■ Set exercise ■
Only the lines from the one with "of the bridal" onward are wanted, through the last line of the entries, set down exactly.

■ Supplied entries ■
═══

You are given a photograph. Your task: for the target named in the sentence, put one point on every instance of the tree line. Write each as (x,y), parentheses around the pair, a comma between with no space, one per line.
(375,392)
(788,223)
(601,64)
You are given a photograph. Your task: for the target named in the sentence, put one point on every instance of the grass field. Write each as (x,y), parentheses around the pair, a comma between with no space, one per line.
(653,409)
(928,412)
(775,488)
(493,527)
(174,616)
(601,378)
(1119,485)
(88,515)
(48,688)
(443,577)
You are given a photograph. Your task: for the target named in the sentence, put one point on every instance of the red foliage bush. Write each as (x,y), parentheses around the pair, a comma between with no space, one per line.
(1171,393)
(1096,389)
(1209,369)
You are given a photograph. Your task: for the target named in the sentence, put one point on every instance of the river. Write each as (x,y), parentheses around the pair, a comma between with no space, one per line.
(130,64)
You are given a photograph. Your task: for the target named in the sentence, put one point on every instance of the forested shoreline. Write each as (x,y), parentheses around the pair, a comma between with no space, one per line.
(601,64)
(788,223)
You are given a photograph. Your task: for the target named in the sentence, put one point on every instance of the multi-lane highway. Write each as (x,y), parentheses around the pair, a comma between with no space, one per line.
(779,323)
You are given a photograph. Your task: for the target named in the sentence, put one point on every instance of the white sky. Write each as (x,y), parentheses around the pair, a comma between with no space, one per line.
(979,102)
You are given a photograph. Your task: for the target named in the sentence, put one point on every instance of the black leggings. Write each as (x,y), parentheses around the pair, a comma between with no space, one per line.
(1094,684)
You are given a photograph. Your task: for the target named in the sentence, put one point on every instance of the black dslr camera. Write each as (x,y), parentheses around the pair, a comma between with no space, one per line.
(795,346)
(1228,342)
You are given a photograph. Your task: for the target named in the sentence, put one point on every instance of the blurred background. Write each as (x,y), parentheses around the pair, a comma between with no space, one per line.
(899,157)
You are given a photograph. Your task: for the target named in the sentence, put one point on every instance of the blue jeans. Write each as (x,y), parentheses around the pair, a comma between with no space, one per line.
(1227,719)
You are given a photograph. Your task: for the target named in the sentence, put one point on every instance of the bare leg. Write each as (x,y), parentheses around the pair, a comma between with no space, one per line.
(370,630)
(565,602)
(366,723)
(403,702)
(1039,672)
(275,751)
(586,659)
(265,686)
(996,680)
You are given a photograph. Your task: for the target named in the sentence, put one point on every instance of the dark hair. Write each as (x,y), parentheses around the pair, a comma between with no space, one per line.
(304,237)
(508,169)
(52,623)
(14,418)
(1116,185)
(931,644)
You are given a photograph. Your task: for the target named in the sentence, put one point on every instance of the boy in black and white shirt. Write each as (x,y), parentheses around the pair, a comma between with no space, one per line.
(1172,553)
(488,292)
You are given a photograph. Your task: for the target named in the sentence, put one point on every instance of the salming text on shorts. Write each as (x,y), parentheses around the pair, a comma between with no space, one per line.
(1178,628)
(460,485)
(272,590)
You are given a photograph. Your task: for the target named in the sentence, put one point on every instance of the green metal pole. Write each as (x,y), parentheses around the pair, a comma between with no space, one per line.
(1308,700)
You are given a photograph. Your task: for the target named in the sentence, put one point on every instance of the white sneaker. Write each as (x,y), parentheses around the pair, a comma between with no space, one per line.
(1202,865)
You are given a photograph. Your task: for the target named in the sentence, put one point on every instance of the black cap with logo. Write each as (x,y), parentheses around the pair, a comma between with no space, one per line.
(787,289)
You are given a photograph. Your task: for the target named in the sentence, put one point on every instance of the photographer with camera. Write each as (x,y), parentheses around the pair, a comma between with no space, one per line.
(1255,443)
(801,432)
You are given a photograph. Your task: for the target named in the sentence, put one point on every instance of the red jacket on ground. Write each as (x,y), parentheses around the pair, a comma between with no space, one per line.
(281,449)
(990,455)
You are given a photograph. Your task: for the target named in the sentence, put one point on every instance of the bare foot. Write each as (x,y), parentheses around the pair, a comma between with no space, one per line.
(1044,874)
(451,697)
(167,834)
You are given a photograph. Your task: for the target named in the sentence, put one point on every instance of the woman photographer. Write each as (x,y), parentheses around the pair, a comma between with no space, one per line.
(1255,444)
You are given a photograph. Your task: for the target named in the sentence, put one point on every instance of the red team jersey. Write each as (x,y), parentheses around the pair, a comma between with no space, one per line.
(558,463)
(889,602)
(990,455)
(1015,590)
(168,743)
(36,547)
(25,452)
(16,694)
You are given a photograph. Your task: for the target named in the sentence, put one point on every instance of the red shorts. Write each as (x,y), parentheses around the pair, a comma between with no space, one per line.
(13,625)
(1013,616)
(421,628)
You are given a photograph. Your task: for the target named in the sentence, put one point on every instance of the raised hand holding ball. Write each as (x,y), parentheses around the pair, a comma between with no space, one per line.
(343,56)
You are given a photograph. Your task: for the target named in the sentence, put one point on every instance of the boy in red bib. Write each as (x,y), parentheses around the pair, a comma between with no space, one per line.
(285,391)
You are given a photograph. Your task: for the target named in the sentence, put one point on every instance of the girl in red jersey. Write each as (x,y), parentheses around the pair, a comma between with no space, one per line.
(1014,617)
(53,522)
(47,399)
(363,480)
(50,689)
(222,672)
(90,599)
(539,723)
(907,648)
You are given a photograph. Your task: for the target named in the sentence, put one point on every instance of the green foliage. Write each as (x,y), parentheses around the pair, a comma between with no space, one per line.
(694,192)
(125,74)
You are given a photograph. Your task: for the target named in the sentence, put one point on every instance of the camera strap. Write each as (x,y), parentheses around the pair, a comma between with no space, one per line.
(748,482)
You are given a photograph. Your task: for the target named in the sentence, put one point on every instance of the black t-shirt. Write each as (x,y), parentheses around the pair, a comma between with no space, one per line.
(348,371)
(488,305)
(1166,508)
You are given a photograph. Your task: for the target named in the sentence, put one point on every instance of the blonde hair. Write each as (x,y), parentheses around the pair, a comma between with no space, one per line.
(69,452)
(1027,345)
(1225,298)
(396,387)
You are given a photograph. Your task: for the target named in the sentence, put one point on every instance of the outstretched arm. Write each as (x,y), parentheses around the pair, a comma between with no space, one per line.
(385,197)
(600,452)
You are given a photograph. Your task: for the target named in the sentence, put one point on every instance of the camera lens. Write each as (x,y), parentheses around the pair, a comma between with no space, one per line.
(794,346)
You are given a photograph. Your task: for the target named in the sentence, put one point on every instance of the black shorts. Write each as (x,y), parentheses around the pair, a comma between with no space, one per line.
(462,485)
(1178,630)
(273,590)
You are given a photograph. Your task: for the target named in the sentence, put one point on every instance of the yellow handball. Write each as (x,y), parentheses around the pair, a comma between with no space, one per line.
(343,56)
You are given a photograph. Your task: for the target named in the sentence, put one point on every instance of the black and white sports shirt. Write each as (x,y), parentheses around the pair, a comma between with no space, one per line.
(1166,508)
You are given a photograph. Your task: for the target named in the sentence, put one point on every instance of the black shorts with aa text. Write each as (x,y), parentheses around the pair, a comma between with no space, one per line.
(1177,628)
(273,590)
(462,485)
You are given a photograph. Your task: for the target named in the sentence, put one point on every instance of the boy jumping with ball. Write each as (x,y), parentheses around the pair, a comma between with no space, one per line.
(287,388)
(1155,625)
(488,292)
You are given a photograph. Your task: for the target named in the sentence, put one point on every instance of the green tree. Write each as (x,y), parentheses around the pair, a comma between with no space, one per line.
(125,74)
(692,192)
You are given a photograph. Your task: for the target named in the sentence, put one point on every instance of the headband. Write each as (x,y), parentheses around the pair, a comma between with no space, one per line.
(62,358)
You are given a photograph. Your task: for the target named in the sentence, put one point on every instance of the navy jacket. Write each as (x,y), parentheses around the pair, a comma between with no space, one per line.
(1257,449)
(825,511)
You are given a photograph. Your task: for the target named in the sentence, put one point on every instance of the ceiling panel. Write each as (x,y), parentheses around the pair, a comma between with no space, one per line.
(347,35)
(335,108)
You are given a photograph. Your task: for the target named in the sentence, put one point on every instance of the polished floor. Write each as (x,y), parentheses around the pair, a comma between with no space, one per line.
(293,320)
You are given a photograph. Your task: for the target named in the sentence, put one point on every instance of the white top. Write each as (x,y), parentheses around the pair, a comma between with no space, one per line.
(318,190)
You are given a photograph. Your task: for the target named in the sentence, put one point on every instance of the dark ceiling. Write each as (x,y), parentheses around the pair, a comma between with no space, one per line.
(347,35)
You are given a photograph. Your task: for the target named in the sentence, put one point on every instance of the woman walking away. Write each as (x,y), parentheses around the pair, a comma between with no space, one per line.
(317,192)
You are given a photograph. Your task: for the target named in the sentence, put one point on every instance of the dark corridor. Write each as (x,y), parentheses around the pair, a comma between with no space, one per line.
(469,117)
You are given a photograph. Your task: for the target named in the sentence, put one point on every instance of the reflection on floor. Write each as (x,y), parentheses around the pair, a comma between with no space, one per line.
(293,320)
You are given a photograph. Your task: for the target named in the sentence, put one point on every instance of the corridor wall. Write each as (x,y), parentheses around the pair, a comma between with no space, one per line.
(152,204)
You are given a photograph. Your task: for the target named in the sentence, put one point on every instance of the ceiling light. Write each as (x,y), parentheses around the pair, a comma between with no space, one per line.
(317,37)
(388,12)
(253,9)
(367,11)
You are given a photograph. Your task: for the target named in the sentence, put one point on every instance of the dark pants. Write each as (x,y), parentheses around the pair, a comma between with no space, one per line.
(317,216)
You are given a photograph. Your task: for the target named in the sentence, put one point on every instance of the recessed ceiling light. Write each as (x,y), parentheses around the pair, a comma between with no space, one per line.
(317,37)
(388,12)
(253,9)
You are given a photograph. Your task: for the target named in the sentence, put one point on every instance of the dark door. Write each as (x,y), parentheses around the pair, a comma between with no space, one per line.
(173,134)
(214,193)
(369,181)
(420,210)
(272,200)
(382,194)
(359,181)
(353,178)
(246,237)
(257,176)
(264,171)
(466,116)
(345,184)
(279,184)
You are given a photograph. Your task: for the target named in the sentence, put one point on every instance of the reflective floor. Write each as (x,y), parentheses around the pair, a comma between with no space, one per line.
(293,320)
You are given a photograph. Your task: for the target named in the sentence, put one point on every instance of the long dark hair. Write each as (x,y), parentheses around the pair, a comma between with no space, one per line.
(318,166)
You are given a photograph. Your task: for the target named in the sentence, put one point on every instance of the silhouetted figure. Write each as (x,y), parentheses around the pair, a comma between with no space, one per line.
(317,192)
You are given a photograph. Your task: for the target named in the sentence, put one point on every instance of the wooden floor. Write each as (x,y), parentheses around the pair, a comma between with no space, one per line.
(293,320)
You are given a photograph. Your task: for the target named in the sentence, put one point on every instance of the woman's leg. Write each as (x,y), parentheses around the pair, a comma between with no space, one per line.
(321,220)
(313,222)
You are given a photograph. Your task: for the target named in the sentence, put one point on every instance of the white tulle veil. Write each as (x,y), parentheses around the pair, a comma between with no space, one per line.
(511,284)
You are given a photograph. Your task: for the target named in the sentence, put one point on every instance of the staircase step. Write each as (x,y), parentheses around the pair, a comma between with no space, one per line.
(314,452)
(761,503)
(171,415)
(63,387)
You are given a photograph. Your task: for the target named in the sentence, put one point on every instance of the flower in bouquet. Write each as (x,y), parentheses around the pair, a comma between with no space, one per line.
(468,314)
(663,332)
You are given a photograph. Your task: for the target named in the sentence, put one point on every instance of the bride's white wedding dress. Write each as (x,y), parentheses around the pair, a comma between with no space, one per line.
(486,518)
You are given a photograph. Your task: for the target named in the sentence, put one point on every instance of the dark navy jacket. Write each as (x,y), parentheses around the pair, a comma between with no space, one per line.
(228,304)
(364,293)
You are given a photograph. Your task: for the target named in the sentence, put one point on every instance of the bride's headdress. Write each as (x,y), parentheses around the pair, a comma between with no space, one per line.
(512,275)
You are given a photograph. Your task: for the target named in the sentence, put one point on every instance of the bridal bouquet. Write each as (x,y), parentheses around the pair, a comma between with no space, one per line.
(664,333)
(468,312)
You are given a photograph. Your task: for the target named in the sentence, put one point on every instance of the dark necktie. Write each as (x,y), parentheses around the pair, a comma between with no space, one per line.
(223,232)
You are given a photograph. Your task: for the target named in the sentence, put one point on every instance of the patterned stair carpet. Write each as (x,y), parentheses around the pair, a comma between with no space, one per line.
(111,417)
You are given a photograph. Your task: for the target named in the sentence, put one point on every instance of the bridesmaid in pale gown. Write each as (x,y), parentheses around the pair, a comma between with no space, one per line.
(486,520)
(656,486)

═══

■ Response to this exercise ■
You are given a photograph. Your task: for the target named in the sentence, put one point on every instance of the bridal bouquet. Write each as (x,y), parentheses around the pair, a comma between with no space, one per line.
(664,333)
(468,312)
You are given a photograph. Your task: for the target named in the sentence, put one point on every instance of the dark necktie. Write each as (x,y), parentheses around the pair, a comma between with no space, one per line.
(223,232)
You are given a photograph. Your task: for the target named in the sentence, put one point on every instance of the patterned stair carpet. Write each as (x,y), parentheses around the pair, a comma between with no space, one per line.
(111,417)
You are given a photograph. Your task: for the target named in the sentence, put one point on every instance of the bridesmaid in pale gown. Write each as (x,y), parentheses around the pair, a comma between with no space, one per line.
(486,520)
(656,486)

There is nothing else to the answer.